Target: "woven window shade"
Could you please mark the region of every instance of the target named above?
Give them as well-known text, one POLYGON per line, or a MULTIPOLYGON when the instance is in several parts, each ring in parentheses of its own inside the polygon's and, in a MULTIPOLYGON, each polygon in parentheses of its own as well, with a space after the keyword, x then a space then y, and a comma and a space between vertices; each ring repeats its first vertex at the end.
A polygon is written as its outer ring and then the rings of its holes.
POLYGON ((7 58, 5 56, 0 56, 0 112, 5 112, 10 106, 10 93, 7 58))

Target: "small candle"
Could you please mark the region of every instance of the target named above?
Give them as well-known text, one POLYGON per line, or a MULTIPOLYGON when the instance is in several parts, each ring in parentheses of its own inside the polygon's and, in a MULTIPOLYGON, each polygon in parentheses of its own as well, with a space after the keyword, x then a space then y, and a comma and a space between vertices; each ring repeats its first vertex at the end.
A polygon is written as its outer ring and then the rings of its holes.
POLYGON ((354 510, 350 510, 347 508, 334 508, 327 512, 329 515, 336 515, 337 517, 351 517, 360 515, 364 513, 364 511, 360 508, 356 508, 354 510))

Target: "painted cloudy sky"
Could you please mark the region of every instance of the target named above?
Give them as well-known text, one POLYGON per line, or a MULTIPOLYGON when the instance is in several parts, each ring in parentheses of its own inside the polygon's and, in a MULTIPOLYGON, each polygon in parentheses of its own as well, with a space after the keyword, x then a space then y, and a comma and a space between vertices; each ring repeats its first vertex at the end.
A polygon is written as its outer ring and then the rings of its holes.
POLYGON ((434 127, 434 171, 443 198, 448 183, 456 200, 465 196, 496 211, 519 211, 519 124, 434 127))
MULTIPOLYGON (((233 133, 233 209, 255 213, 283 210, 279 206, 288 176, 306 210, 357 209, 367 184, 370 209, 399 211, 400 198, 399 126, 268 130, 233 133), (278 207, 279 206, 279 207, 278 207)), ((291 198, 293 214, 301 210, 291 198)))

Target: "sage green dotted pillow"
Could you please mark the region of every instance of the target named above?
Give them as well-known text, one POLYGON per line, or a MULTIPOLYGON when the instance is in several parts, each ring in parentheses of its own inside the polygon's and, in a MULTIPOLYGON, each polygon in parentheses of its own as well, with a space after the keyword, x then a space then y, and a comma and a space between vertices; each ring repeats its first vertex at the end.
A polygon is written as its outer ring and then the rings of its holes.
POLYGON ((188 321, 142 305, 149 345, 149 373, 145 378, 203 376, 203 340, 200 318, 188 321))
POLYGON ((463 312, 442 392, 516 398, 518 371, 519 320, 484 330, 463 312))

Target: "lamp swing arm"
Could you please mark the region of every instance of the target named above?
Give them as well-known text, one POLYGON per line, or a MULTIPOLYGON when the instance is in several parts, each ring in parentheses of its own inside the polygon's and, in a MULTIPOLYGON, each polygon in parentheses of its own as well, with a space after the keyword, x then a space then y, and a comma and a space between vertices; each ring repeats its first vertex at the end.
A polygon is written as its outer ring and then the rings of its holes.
■ ■ ■ ■ ■
Arrange every non-blank line of the records above as a Markdown table, with the row number in a column headed "Row" and the line in a column headed "Line".

◆ Complete answer ◆
| Row | Line |
|---|---|
| 1 | Target: "woven window shade" |
| 2 | Could you please mark the region of every instance of the target named above? |
| 3 | Give them as well-known text, one POLYGON per line, or a MULTIPOLYGON when the instance is in several parts, each ring in parentheses of its own inside the polygon's and, in a MULTIPOLYGON, each polygon in parentheses of its own as well, with a space after the keyword, x then a space then y, and a comma and a space between vertices; each ring repeats its first vertex at the end. |
| 4 | A polygon is written as its outer ring and then the rings of its holes. |
| 5 | POLYGON ((7 58, 5 56, 0 56, 0 112, 5 112, 10 106, 10 93, 7 58)) |
| 6 | Target: "small candle" |
| 7 | Could you please mark the region of every instance of the target named above? |
| 8 | Give them as well-known text, one POLYGON per line, or a MULTIPOLYGON when the instance is in several parts, each ring in parentheses of its own inside the polygon's and, in a MULTIPOLYGON, each polygon in parentheses of its own as well, with a space after the keyword, x then a space then y, and a comma and a space between vertices; each ring repeats its first vertex at the end. |
| 9 | A polygon is written as its outer ring and then the rings of its holes. |
| 10 | POLYGON ((354 510, 350 510, 347 508, 334 508, 327 512, 329 515, 336 515, 337 517, 351 517, 360 515, 364 513, 364 511, 360 508, 356 508, 354 510)) |
| 11 | Target: "painted cloudy sky" |
| 12 | Could you please mark the region of every instance of the target named above? |
| 13 | Give them as well-known text, one POLYGON per line, or a MULTIPOLYGON when the instance is in several parts, each ring in parentheses of its own inside the polygon's and, in a MULTIPOLYGON, each polygon in parentheses of its own as well, with a space after the keyword, x then a space then y, and a comma and a space between vertices; each ring repeats its first vertex at the end. |
| 14 | A polygon is written as its outer ring and then the rings of its holes. |
| 15 | POLYGON ((434 127, 434 171, 443 198, 448 183, 456 200, 465 196, 496 211, 519 211, 519 124, 434 127)) |
| 16 | MULTIPOLYGON (((233 133, 233 209, 255 213, 283 210, 279 206, 288 176, 306 210, 357 209, 367 184, 370 209, 399 211, 400 198, 399 126, 268 130, 233 133), (278 207, 279 206, 279 207, 278 207)), ((291 198, 293 214, 301 210, 291 198))) |
| 17 | Target: "sage green dotted pillow" |
| 18 | Could you please mark the region of every instance of the target named above? |
| 19 | Give them as well-known text, one POLYGON per line, or a MULTIPOLYGON when the instance is in several parts, each ring in parentheses of its own inside the polygon's and, in a MULTIPOLYGON, each polygon in parentheses of its own as well, with a space after the keyword, x then a space then y, and a comma and a space between vertices; each ring repeats its first vertex at the end. |
| 20 | A polygon is written as its outer ring and then the rings of its holes. |
| 21 | POLYGON ((188 321, 142 305, 149 345, 149 373, 145 378, 203 376, 203 340, 200 318, 188 321)) |
| 22 | POLYGON ((463 312, 442 392, 516 398, 518 371, 519 320, 484 330, 463 312)) |
| 23 | Target: "lamp swing arm" |
| 24 | Could you please mark the region of every instance of the target named above? |
| 25 | Give them as well-known text, one POLYGON per line, or a MULTIPOLYGON when the instance is in several parts, each ring in parentheses of its own inside the polygon's and, in a MULTIPOLYGON, each polygon in parentheses of its own as well, with a space after the keyword, x then a space then y, and a comma and a space between vertices; each ring repeats its first vertex at the end. |
| 26 | A polygon is written as its outer ring and then the rings of its holes. |